Work required:
Update the entries below by replacing every occurrence of "pixel coords" with "pixel coordinates", leaving everything else unchanged.

──────── Data to use

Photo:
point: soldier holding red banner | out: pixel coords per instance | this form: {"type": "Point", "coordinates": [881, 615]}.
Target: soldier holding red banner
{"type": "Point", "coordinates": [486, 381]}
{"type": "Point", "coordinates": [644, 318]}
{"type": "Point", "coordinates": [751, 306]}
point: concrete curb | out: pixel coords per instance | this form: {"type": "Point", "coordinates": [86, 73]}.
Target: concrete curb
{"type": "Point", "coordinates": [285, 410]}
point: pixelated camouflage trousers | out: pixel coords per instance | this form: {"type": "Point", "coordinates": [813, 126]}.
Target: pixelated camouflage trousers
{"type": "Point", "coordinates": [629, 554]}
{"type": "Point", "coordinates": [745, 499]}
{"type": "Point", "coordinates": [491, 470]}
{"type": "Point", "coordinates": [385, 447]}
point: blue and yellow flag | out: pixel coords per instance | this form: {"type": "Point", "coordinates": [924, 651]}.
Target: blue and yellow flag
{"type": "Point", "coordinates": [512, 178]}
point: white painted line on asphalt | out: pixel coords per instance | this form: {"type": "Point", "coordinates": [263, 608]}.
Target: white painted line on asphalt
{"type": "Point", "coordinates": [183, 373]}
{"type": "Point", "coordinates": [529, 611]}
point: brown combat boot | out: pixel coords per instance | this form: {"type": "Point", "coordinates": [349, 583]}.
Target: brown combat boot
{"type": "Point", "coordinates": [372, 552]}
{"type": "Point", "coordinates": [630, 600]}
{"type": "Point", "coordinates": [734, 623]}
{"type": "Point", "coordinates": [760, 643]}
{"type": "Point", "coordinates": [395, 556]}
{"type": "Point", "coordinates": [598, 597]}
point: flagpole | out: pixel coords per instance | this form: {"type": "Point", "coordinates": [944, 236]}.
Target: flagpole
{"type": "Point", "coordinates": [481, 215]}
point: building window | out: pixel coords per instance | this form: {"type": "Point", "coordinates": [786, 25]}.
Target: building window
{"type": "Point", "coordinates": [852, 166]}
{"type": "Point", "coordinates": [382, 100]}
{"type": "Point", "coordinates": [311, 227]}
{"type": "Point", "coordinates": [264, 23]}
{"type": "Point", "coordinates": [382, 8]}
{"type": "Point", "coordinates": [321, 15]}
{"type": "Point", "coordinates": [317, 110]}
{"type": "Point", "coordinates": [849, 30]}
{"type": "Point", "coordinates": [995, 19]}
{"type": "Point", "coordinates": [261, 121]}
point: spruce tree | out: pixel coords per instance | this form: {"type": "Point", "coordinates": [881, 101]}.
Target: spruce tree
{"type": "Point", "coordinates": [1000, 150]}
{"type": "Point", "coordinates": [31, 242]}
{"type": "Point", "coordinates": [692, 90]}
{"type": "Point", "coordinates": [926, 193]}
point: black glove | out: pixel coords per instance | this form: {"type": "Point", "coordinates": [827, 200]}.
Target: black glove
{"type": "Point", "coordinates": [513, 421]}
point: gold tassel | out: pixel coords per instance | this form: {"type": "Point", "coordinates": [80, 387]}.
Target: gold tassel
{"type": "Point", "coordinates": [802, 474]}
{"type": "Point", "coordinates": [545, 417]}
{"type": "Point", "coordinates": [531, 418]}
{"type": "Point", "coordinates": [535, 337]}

────────────────

Task solution:
Photo:
point: soldier holding red banner | out: pixel coordinates per instance | this form: {"type": "Point", "coordinates": [881, 615]}.
Target: soldier holding red banner
{"type": "Point", "coordinates": [486, 381]}
{"type": "Point", "coordinates": [644, 318]}
{"type": "Point", "coordinates": [751, 306]}
point: concrete curb | out: pixel coordinates per instance | this form: {"type": "Point", "coordinates": [86, 73]}.
Target: concrete curb
{"type": "Point", "coordinates": [285, 410]}
point: pixelated camouflage trousers | out: pixel coordinates per instance | this form: {"type": "Point", "coordinates": [813, 126]}.
Target: pixelated camouflage trousers
{"type": "Point", "coordinates": [629, 554]}
{"type": "Point", "coordinates": [745, 499]}
{"type": "Point", "coordinates": [491, 470]}
{"type": "Point", "coordinates": [385, 447]}
point: blue and yellow flag | out: pixel coordinates per instance | this form: {"type": "Point", "coordinates": [924, 651]}.
Target: blue and yellow flag
{"type": "Point", "coordinates": [512, 178]}
point: white painted line on asphalt | out: pixel coordinates per instance | this form: {"type": "Point", "coordinates": [263, 608]}.
Target: white painted line on asphalt
{"type": "Point", "coordinates": [183, 373]}
{"type": "Point", "coordinates": [529, 611]}
point: brown combat boot | out: pixel coordinates per instance | this form: {"type": "Point", "coordinates": [349, 583]}.
Target: brown combat boot
{"type": "Point", "coordinates": [372, 552]}
{"type": "Point", "coordinates": [630, 600]}
{"type": "Point", "coordinates": [734, 623]}
{"type": "Point", "coordinates": [760, 643]}
{"type": "Point", "coordinates": [395, 556]}
{"type": "Point", "coordinates": [598, 597]}
point: flagpole | out: pixel coordinates per instance | this form: {"type": "Point", "coordinates": [944, 236]}.
Target: flagpole
{"type": "Point", "coordinates": [481, 215]}
point: building window | out: pixel coordinates per instance | this form: {"type": "Point", "coordinates": [786, 25]}.
Target: building window
{"type": "Point", "coordinates": [852, 166]}
{"type": "Point", "coordinates": [382, 100]}
{"type": "Point", "coordinates": [311, 227]}
{"type": "Point", "coordinates": [264, 23]}
{"type": "Point", "coordinates": [382, 8]}
{"type": "Point", "coordinates": [321, 15]}
{"type": "Point", "coordinates": [317, 110]}
{"type": "Point", "coordinates": [849, 30]}
{"type": "Point", "coordinates": [995, 19]}
{"type": "Point", "coordinates": [261, 121]}
point: spruce tree | out: pixel coordinates per instance | this form: {"type": "Point", "coordinates": [881, 101]}.
Target: spruce tree
{"type": "Point", "coordinates": [1000, 150]}
{"type": "Point", "coordinates": [31, 242]}
{"type": "Point", "coordinates": [692, 90]}
{"type": "Point", "coordinates": [926, 193]}
point: black glove | out: pixel coordinates per instance | this form: {"type": "Point", "coordinates": [827, 200]}.
Target: black glove
{"type": "Point", "coordinates": [513, 421]}
point: gold tassel | out: pixel coordinates per instance | this form: {"type": "Point", "coordinates": [80, 387]}.
Target: gold tassel
{"type": "Point", "coordinates": [802, 474]}
{"type": "Point", "coordinates": [545, 417]}
{"type": "Point", "coordinates": [531, 418]}
{"type": "Point", "coordinates": [535, 337]}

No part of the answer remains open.